Could you continue the forum thread below on choosing a phono preamp, starting right after its final reply?

DOCUMENT EXTRACT
____
Building my 'first' system - Advice on Phono preamp please

Hi all,

I'm in the process of building out my first proper 2-channel system. I'm now looking to build a good analog front end.

What should I spend on a phono preamp?

My thought process:
a) Schiit mani for now, then upgrade later
b) Used Pro-ject Tube Boxc) New Space-Tech-Labs phono preamp (I live close to store)

Current Setup:
Speakers: Nola Boxer 3
Integrated Amp: Tsakiridis Aeolos
Dac: Schiit Bifrost 2
Streamer: Allo digi One signstureTurntable: Rega Planar 2 (2m blue cartridge)
Cables: Audioquest Golden Gate

Nice streamer. You running Volumio? It really improves with increased DAC quality.   
Look at Parks Puffin. It does more tricks than a trained monkey.
Your first proper system is a key statement. Don’t start out too exotic or your mis-match may end up costing you dearly. In the beginning it may behoove your interest by sticking to the basic’s and eventually add a little flair. The manufacturer has most likely done most of the compatibility research for you. Add a good set of speakers and it’s off to the races. Usually the manufacture will recommend what impedance to look for when selecting speakers in order to achieve maximum performance for their particular system. Many of the newer units have built in DACS and offer a wide variety of I/O’s for expansion. There’s nothing worse than finding out a few weeks down the road that your system can’t support the add-on. Quite honestly it’s your listening pleasure that should be driving what to look for in a system. It’s only my opinion but I found over time that tube systems offer more resonance and warmth for an instrumental genre while solid state systems have more defined edges that enhances hard rock music.
____
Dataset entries
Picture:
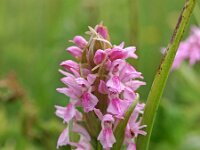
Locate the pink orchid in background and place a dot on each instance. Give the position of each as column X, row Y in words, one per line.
column 188, row 49
column 102, row 84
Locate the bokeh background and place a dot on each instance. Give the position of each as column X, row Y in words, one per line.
column 33, row 38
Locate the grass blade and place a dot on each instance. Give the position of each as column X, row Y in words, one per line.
column 161, row 76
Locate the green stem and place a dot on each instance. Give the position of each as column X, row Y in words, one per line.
column 197, row 14
column 161, row 76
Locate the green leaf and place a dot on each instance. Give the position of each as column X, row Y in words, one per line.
column 161, row 76
column 120, row 129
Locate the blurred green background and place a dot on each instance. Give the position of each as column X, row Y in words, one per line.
column 33, row 38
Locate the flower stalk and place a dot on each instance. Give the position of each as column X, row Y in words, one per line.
column 161, row 76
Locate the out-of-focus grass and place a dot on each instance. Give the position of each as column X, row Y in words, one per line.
column 33, row 38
____
REPLY
If I lived near the Space-Tech Labs store, I would go there and audition their stuff and buy from them if you find it a good value. Always loved checking out their stuff, but I'm half way across the country and unable to audition their stuff.
Two similar but somewhat different approaches. Right now you and everyone else is on the approach of the common wisdom (aka stuck in a rut, running a treadmill, etc) approach of finding a phono stage that is about as good in price or performance as the rest of your system. Perfectly natural if misplaced assumption approach.  

This approach only works if you are contemplating a static system, one where seldom if ever will anything be upgraded. One and done, run it till it don't run no more. In that case follow their advice. Might as well. Won't matter much either way.

The other approach is if you plan on gradually over time upgrading one thing after another. It can be very slow and gradual so it takes years to do the whole system. Still this merits a considerably different approach.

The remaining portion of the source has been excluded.